▶ [EXTRAIT DE PAGE]:
________________________

22.02.09 | AVIDA DOLLARS, c’était le surnom anagrammesque donné en son temps par l’austère André Breton à un Salvador Dali ravi, pour fustiger chez celui-ci un goût immodéré pour l’argent. L’anagramme de l’artiste britannique Damien Hirst reste à trouver… S’il était dans la même veine, ce serait parfait.
Depuis la vente record de sa production chez Sotheby’s en septembre dernier qui le vit squeezer sans scrupule le circuit traditionnel des galeries et récolter en deux jours 139,5 millions d’euros, ce représentant triomphant des Young British Artists (YBAs) de 43 ans pète littéralement les plombs.

________________________

(Entrées d'un jeu d'annotations par points)
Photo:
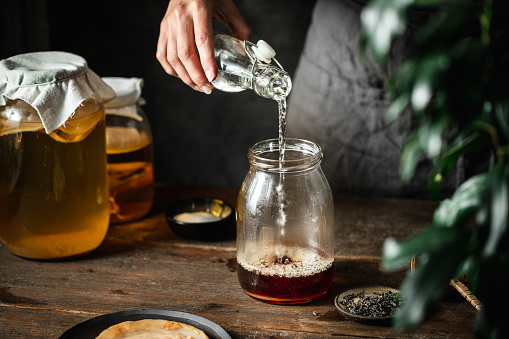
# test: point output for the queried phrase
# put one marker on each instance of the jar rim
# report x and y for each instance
(300, 155)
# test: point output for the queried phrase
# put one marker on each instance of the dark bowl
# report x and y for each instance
(205, 219)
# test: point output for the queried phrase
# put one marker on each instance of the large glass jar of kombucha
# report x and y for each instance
(53, 178)
(130, 152)
(285, 224)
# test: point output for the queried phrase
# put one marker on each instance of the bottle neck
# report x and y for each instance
(271, 82)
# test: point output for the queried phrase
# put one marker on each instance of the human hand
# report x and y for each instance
(186, 30)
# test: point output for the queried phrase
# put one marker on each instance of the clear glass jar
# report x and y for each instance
(130, 151)
(285, 224)
(130, 166)
(53, 187)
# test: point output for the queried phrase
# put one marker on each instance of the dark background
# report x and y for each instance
(198, 139)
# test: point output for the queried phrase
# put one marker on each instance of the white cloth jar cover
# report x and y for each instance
(128, 92)
(55, 84)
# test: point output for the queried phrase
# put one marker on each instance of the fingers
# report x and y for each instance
(176, 48)
(186, 31)
(203, 36)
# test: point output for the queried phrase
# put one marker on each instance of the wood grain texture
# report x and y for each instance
(144, 265)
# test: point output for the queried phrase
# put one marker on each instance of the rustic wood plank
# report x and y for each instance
(144, 265)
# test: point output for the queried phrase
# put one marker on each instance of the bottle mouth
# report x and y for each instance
(300, 155)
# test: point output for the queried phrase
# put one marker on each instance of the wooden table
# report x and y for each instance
(144, 265)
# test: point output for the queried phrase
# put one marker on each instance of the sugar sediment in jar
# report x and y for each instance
(53, 187)
(294, 275)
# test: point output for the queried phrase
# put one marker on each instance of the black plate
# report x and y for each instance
(91, 328)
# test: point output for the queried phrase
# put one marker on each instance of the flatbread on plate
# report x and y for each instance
(153, 329)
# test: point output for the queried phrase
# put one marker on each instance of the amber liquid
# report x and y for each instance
(131, 175)
(53, 190)
(286, 280)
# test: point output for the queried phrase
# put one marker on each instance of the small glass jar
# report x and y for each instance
(130, 152)
(285, 224)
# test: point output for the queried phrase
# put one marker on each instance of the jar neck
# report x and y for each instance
(300, 155)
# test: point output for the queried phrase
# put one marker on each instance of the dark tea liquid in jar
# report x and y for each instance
(285, 224)
(298, 276)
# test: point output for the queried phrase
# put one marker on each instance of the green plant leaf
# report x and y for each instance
(497, 206)
(454, 212)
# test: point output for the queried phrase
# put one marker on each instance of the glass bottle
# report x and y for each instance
(285, 224)
(244, 65)
(53, 185)
(129, 146)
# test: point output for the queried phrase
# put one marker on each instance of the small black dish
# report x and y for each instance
(91, 328)
(189, 227)
(367, 291)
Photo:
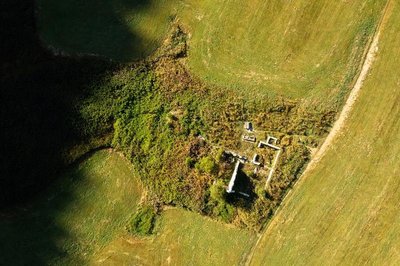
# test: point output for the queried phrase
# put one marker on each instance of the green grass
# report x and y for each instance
(182, 238)
(292, 48)
(298, 48)
(123, 30)
(346, 211)
(78, 215)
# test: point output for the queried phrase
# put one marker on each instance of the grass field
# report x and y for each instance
(291, 48)
(346, 210)
(294, 48)
(182, 238)
(79, 214)
(83, 217)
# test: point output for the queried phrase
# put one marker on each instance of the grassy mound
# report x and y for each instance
(77, 216)
(346, 210)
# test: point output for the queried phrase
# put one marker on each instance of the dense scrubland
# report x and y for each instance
(174, 111)
(346, 209)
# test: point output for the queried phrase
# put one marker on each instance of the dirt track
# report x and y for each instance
(340, 122)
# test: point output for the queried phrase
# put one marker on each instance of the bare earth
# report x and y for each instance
(340, 122)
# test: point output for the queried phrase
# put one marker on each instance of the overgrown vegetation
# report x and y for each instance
(143, 221)
(168, 123)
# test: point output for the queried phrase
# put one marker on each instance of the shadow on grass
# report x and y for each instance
(96, 26)
(37, 234)
(244, 196)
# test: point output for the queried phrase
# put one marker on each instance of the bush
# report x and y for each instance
(207, 165)
(143, 221)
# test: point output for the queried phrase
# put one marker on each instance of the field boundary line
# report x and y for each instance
(369, 58)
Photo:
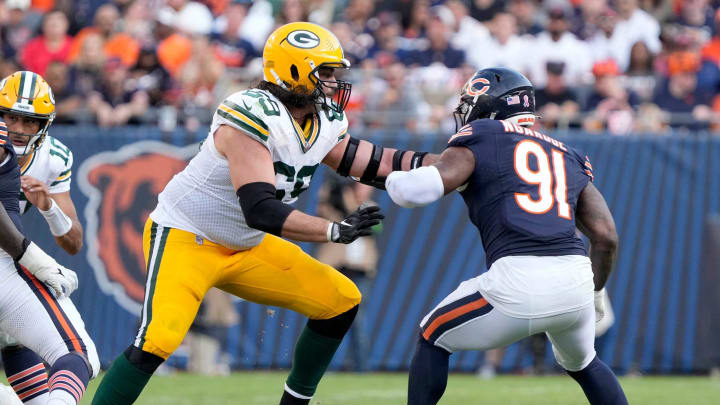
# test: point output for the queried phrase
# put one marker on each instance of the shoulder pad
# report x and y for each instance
(248, 111)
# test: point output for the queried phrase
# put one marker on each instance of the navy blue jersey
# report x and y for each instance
(524, 189)
(9, 178)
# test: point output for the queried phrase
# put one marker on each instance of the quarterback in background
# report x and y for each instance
(38, 316)
(221, 221)
(45, 166)
(526, 193)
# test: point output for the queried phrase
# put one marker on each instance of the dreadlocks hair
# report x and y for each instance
(294, 99)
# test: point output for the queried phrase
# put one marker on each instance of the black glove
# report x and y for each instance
(356, 224)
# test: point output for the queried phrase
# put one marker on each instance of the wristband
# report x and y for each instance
(59, 223)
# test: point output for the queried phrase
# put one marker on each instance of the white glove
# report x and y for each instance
(600, 297)
(62, 280)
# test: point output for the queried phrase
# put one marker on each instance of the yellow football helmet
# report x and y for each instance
(293, 55)
(27, 94)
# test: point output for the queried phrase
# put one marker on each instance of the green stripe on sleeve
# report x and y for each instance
(245, 127)
(54, 183)
(246, 113)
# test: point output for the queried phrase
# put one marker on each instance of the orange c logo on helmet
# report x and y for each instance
(122, 188)
(473, 91)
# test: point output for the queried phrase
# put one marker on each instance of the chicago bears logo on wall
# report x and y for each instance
(122, 187)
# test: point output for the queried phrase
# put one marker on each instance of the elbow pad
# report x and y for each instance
(261, 209)
(415, 188)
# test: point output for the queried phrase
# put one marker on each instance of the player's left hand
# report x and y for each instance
(357, 224)
(36, 192)
(61, 280)
(600, 304)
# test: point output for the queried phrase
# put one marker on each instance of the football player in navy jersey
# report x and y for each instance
(526, 193)
(34, 304)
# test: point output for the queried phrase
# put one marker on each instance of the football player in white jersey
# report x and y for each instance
(27, 109)
(221, 221)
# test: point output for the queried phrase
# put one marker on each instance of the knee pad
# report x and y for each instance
(144, 361)
(335, 327)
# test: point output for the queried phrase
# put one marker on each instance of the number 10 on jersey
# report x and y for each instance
(543, 178)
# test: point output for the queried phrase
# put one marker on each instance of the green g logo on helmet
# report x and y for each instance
(303, 39)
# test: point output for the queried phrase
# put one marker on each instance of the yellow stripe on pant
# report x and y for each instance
(183, 267)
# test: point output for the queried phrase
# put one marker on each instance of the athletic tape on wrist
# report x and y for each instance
(59, 223)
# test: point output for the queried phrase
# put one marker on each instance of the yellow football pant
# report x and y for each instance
(182, 267)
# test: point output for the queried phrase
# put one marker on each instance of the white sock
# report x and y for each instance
(60, 397)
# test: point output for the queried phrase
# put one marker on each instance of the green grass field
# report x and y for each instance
(264, 388)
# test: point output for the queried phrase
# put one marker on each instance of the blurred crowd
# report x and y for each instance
(621, 66)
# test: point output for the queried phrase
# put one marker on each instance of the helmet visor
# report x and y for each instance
(334, 94)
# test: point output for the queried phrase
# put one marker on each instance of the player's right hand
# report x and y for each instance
(356, 224)
(61, 280)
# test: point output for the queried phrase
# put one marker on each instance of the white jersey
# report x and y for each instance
(51, 163)
(201, 199)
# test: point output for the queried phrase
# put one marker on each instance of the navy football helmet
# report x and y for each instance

________________________

▶ [CONSIGNE]:
Poursuivez, s'il vous plaît, le texte sur Damien Hirst à partir de sa dernière phrase.

▶ [RÉSULTAT]:
Rappelons que la pièce maîtresse de la vente, « Le Veau d’or » pour un jeune bovidé plongé dans du formol, s’envola pour 13 millions d’euros. Le titre était sans doute prémonitoire. Depuis, l’artiste s’efface devant le requin, autre de ses oeuvres formolées, et le businessman multiplie les coups d’éclat plus cyniques les uns que les autres.
Moins de deux mois après l’événement qui bouscula le petit monde de l’art, une bonne partie des petites mains qui réalisent avec soin les œuvres que Damien Hirst conçoit étaient tout bonnement remerciées. Plus récemment, il interdit à un documentariste jugé trop critique de simplement filmer l’une de ses expositions pour un sujet global sur le marché de l’art contemporain destiné à la BBC.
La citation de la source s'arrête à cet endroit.